Transcribe the full listing exactly, and drop every picture.
** begin Information shown **
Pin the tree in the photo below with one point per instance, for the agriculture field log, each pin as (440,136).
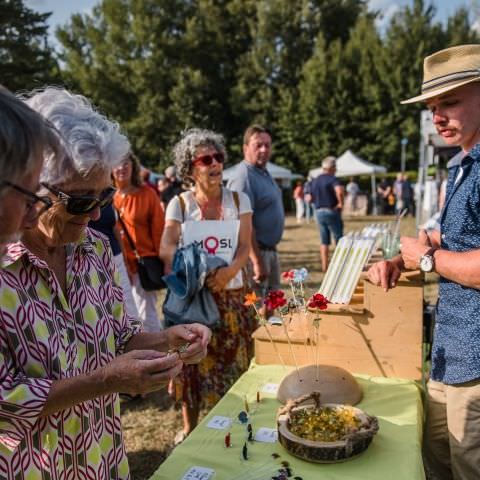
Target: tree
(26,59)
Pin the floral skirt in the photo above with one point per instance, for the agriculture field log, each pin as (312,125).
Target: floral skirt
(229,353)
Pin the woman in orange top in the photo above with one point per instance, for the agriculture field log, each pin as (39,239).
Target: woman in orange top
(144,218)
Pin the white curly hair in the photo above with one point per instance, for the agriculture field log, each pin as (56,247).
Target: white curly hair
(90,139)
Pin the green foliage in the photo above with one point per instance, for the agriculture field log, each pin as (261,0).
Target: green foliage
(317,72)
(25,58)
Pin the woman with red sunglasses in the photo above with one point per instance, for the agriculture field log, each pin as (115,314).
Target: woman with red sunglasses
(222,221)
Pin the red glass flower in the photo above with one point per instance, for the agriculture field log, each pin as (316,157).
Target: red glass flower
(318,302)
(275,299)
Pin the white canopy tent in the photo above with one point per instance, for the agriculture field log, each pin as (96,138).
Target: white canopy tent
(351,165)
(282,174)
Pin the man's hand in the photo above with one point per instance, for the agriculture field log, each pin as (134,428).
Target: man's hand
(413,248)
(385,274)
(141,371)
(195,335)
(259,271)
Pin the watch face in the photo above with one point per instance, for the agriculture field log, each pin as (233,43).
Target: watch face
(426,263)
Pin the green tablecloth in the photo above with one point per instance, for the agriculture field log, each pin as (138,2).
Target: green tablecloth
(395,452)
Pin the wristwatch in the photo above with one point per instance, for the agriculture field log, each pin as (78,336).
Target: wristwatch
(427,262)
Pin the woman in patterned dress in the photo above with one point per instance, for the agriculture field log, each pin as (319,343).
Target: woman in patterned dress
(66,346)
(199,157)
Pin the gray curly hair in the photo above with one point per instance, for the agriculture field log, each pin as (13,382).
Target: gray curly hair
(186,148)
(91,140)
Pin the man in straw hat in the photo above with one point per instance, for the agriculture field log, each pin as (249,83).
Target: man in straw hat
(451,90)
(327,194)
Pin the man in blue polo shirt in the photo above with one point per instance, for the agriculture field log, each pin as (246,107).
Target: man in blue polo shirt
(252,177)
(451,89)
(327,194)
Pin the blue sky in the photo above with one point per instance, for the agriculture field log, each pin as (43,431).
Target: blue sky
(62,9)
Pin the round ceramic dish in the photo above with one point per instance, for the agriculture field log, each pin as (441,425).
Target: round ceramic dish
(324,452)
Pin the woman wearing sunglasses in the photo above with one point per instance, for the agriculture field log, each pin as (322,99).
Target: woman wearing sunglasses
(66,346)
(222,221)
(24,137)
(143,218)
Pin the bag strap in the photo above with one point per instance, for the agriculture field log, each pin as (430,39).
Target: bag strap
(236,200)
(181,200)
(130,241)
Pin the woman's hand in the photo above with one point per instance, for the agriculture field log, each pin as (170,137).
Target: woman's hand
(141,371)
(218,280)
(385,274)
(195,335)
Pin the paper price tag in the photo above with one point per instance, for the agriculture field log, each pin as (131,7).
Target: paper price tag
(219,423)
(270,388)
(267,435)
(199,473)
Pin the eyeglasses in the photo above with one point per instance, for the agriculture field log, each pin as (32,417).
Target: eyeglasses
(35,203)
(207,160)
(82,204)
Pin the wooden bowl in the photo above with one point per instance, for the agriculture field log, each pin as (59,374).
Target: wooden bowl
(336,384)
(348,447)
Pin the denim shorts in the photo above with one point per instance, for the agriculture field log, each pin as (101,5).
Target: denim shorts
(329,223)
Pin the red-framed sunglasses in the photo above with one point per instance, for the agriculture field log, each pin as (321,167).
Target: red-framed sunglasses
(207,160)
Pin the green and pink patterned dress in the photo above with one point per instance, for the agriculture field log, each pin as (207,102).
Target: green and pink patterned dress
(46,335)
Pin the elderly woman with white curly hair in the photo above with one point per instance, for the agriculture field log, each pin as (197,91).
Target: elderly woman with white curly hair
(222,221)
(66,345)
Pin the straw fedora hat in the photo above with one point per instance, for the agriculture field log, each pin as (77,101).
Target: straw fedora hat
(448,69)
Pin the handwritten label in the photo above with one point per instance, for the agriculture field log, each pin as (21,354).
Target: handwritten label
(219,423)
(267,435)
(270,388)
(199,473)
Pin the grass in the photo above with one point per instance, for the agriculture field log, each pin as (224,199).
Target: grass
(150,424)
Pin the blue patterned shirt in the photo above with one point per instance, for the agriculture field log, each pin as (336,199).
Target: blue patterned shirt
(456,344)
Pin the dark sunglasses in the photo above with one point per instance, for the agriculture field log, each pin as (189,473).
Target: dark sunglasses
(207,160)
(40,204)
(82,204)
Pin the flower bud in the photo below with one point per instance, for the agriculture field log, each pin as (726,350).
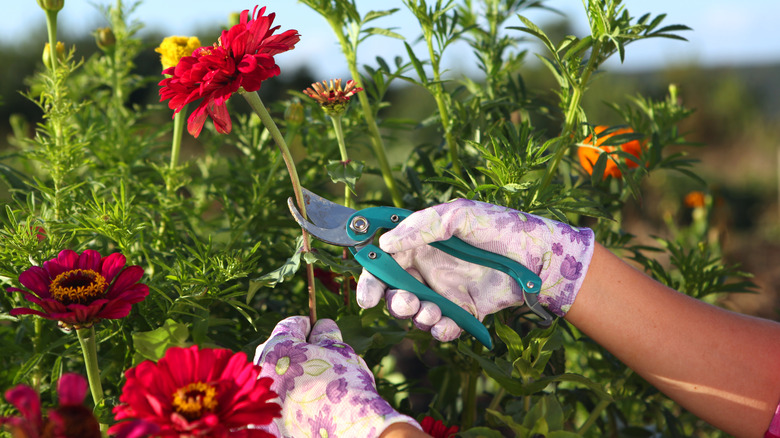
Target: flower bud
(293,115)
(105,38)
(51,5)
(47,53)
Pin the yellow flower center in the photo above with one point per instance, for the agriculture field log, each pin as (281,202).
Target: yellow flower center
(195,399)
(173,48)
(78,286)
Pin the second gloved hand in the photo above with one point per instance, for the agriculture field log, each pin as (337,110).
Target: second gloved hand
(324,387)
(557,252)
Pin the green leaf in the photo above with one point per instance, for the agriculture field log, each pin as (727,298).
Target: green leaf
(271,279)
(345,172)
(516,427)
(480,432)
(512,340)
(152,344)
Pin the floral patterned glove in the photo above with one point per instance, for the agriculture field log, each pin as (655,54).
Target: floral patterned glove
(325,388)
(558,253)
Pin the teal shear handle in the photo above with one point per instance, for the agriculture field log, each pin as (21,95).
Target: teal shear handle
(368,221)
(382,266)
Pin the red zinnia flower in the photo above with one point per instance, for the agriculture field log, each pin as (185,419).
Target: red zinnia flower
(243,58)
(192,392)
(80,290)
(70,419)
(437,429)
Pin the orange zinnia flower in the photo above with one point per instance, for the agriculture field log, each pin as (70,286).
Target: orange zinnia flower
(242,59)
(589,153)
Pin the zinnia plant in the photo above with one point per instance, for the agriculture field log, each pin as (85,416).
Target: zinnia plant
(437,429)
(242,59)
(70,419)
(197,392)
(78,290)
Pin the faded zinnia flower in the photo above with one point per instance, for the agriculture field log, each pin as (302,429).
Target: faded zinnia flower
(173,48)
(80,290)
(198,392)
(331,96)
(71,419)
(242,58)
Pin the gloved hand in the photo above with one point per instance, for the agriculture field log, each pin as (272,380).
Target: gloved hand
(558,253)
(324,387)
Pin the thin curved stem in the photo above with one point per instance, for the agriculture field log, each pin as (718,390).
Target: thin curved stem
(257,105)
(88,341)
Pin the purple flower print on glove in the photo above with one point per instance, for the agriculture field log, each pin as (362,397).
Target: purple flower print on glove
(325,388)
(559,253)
** end Information shown **
— Answer to this task —
Pin the tree in the photo below with one point per instance, for the agriculture field log, each pin as (440,136).
Target: tree
(26,59)
Pin the floral skirt in the photo above with one point per instance, for the agriculture field log, each pin as (312,125).
Target: floral skirt
(229,353)
Pin the woman in orange top in the photo above with one point per instance, for the agriculture field log, each pin as (39,239).
Target: woman in orange top
(144,218)
Pin the white curly hair in the photo above with one point per instance, for the agriculture field log, each pin as (56,247).
Target: white curly hair
(90,139)
Pin the green foliage in the photo above with one point per instance, for the agriculture field log, each pin as (261,0).
Target: green foliage
(317,72)
(25,58)
Pin the woman with red sunglasses in the photo above with one point per instance, for the agriculture field log, each pin as (115,314).
Target: woman with red sunglasses
(222,221)
Pin the red glass flower in the photo above with one point per instance, for the agriculture field log, each pin as (316,157).
Target: red glass flower
(318,302)
(275,299)
Pin the white canopy tent in the photo above with one point per instance, for the agriculture field log, each pin as (96,138).
Target: white canopy tent
(351,165)
(282,174)
Pin the man's hand in the photo above with one point per instance, for the agriculture field log, each pin as (134,428).
Target: man's hand
(413,248)
(385,274)
(141,371)
(195,335)
(259,271)
Pin the watch face in the photo above with one point per instance, for the agriculture field log, each pin as (233,43).
Target: watch face
(426,263)
Pin the green tablecloth in the photo above with one point per instance, for the agriculture field log, each pin as (138,2).
Target: green tablecloth
(395,452)
Pin the wristwatch in the photo above with one point per instance, for the agriculture field log, each pin as (78,336).
Target: wristwatch
(427,262)
Pin the woman in patterned dress in the photo above with one point per instance, for the agriculture field log, each pin as (319,343).
Target: woman in patterned dress
(66,346)
(199,157)
Pin the gray curly hair in the photo above with one point per instance, for the agriculture field log, each pin as (13,382).
Target: gray curly hair
(186,148)
(91,140)
Pin the man in straw hat in the photo above with one point per instance, for the agriculture field log, each pin as (249,83).
Target: man in straw hat
(451,90)
(327,194)
Pin the man in blue polo shirt in the photo above with one point per instance, for the agriculture field log, each pin as (246,107).
Target: man in blue polo shirt
(252,177)
(451,89)
(327,194)
Pin the blue sky in the photo above with one point per instance, for the agriculture field log, each pin as (43,431).
Target: blue sky
(62,9)
Pin the round ceramic dish in the photo above with one point per instance, for the agriculture field log, each pin as (441,425).
Target: round ceramic dish
(324,452)
Pin the woman wearing sunglasses in the photo above with one point per instance, for the agriculture field log, each pin as (322,99).
Target: woman wearing sunglasses
(66,346)
(222,221)
(24,137)
(143,218)
Pin the bag strap in the photo above with one point per instance, for the agriculture field log, each pin as (430,39).
Target: bag strap
(236,200)
(181,200)
(130,241)
Pin the woman's hand in the photo above with one point per instance, for the agriculture field log, each pin as (170,137).
Target: woman's hand
(141,371)
(218,280)
(385,274)
(195,335)
Pin the paper price tag in the photo above with one point per instance, for the agriculture field log, each pin as (131,7).
Target: paper price tag
(219,423)
(270,388)
(267,435)
(199,473)
Pin the eyeglasses in the photo above with one point per instance, for the agriculture field log, each pin as (32,417).
Target: eyeglasses
(35,203)
(207,160)
(82,204)
Pin the wooden bowl in the photo above with one point per instance, for the agriculture field log, each pin as (59,374).
Target: wooden bowl
(336,384)
(348,447)
Pin the denim shorts in the photo above with one point per instance, for the agriculture field log, each pin as (101,5).
Target: denim shorts
(329,223)
Pin the red-framed sunglasses in the photo above with one point per instance, for the agriculture field log, each pin as (321,167).
Target: red-framed sunglasses
(207,160)
Pin the green and pink patterned dress in the photo above with one point per instance, for the agriculture field log, each pin as (207,102).
Target: green and pink patterned dress
(46,335)
Pin the elderly woman with white curly hair in the photo above with one point per instance, for the agriculture field log, each pin as (197,91).
Target: elderly woman with white curly hair
(222,221)
(66,345)
Pin the straw fedora hat in the photo above with one point per instance, for the agriculture field log, each pin as (77,101).
Target: straw fedora hat
(448,69)
Pin the handwritten label in the photo above with one point per instance, for the agriculture field log, each pin as (21,354).
Target: handwritten label
(219,423)
(267,435)
(270,388)
(199,473)
Pin the grass in the photo above with one point per instance, for the agriculture field log, each pin as (224,199).
Target: grass
(150,424)
Pin the blue patterned shirt in the photo above with one point per instance, for the agriculture field log, each pin as (336,199).
Target: blue patterned shirt
(456,344)
Pin the dark sunglasses in the photo above with one point per instance, for the agriculture field log, each pin as (189,473).
Target: dark sunglasses
(207,160)
(40,204)
(82,204)
Pin the flower bud in the photo below with one point per instance, for the agriculture field log, each pin as (726,350).
Target: flower bud
(293,115)
(105,38)
(51,5)
(47,53)
Pin the yellow flower center in the photo above with one point per instance, for the agriculture field log, each pin as (281,202).
Target: yellow flower center
(195,399)
(173,48)
(78,286)
Pin the second gloved hand in the photo above with one point per instance, for the agriculture field log, each pin as (337,110).
Target: second gloved hand
(324,387)
(557,252)
Pin the green leaf in the photo above with one point per instance, for the agriculture field log, each pin as (727,298).
Target: green leaf
(271,279)
(345,172)
(516,427)
(480,432)
(512,340)
(152,344)
Pin the floral patterned glove in the photo above with one point per instance, for the agriculture field log, each pin as (655,54).
Target: floral patterned glove
(325,388)
(558,253)
Pin the teal shear handle in the photo above with one point per instance, for the agriculture field log, each pin as (21,95).
Target: teal shear handle
(368,221)
(382,266)
Pin the red zinnia flower in the photo above with one point per instance, for the agriculture field log, each pin as (185,419).
Target: red zinnia flower
(243,58)
(192,392)
(80,290)
(70,419)
(437,429)
Pin the orange zinnia flower in the photo above with one point per instance, for the agriculture field log, each pin as (70,286).
Target: orange zinnia flower
(242,59)
(589,153)
Pin the zinnia plant in the photo above with one point per instance, for the agriculture field log, each pin as (85,416).
Target: zinnia plant
(437,429)
(242,59)
(70,419)
(197,392)
(78,290)
Pin the faded zinnia flower in the photo above with one point per instance, for the agriculture field log, each pin as (302,429).
Target: faded zinnia flower
(173,48)
(80,290)
(198,392)
(331,96)
(71,419)
(242,58)
Pin the gloved hand in the photo above with one point per instance, for the agriculture field log, each pin as (272,380).
Target: gloved hand
(558,253)
(324,387)
Pin the thin curved stem in the photo above with one point per instance, for the agriculture field log, each pin as (718,390).
Target: thin curved stem
(257,105)
(88,341)
Pin the purple flower print on glove in the photo above with one point per instance, for the agriculture field log, each pin as (362,397).
Target: purple flower print on glove
(325,388)
(559,253)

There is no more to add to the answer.